**** SUPPLIED ENTRIES

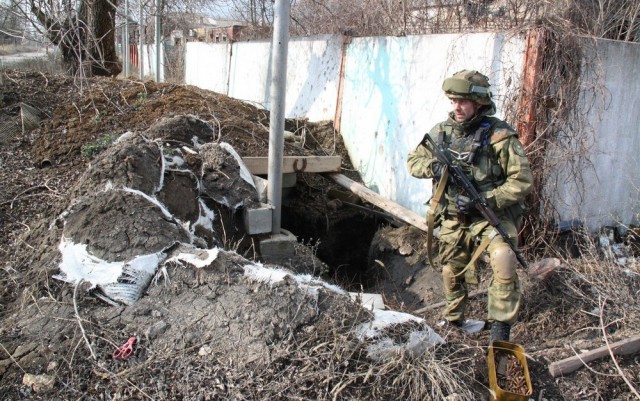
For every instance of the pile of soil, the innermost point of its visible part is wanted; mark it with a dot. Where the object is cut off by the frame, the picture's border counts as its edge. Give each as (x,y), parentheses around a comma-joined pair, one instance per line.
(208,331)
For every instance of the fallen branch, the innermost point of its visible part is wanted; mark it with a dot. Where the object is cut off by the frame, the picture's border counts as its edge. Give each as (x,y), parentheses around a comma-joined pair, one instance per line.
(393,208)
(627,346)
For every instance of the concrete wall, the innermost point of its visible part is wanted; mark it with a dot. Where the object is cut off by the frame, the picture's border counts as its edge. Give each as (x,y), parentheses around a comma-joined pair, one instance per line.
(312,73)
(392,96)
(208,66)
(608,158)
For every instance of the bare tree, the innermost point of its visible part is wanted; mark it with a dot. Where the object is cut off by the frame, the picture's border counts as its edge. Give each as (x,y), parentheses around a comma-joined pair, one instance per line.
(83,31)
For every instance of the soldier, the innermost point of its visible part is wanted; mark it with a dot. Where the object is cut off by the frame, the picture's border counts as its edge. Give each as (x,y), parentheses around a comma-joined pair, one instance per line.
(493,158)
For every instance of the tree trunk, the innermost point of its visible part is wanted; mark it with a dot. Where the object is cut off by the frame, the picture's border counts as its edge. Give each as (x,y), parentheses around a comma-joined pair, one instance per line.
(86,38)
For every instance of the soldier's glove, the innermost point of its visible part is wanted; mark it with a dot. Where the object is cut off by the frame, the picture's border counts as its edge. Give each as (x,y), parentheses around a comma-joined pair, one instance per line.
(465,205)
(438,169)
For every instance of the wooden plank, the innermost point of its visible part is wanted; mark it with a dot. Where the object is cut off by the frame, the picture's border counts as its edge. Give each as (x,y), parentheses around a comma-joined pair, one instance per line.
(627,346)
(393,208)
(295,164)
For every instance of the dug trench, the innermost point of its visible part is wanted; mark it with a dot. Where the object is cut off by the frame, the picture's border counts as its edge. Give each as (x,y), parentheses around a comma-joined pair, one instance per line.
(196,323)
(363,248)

********

> **INSTRUCTIONS TO FOLLOW**:
Please give back every line above exactly as it stands, without pictures.

> **WRITTEN SOLUTION**:
For every instance of the pile of soil, the innermost point of its visible part is wanted; mark it with a dot. Where the object is cut off by the frame, the picture's border counts as its edge. Give each as (x,y), parentheses around a comma-joined pair, one instance per line.
(208,331)
For every instance of the fallen branch, the innermost point of its visible part is wanted; mark it with a dot. Where the object is cut off by the frame, the picture's border counts as its edge. Give each as (x,y), parentheses around a comma-joined pair, one instance per line.
(393,208)
(627,346)
For every instance of the concrete wall, the innermost point of its visible part is wanted; mark it with a dot. Where the object is cut off by the frame, the picture's border counts as its edge. Give each as (x,y), parentheses around a comma-joined pair, one instance per line.
(312,73)
(392,96)
(208,66)
(608,158)
For every instance of the bare tree, the innermost point of its visible part is wanted; mark it with a dot. Where the object is cut off by the frame, the picture's border counts as its edge. Give each as (x,y), parentheses around a comma-joined pair, one instance per line.
(83,31)
For every instance of the soldier, the innermost point of its visible part is wanted; mark it with a dot. Where the object is cut off by the frame, the picture's border counts as its edge. Give each as (x,y), parentheses around a comma-joined pair, one instance per line.
(493,158)
For every instance of the tree trunk, the innermost point of its visible part is wanted; mark it with a dot. Where the object is cut off by the frame, the picture's border counts as its edge. Give each as (x,y), parentheses around a comma-joined pair, one instance per line.
(86,38)
For every instance of the soldier's glove, the innermost point of its visible part is wanted; mark it with a dot. Where the object is cut off by the frame, the picture's border counts as its edge. Give each as (x,y), parentheses around a comma-joined pair, one instance per line.
(465,205)
(438,169)
For every instance of the wooden plank, the innermost point of its visible part is wanted; mark it with a dot. Where the object is cut off by the frame, the picture's border counts as its edge. Give each as (x,y), parentheses around a comma-joined pair, one instance per line.
(627,346)
(393,208)
(295,164)
For every instance of the dug trench, the innermost point of its visible part is wanted; mark it with a dot. Where the object is cut off by the frame, the picture's border counts as its edge. Give each as (x,y), parentheses around a comma-joined pair, one instance per line.
(196,323)
(363,248)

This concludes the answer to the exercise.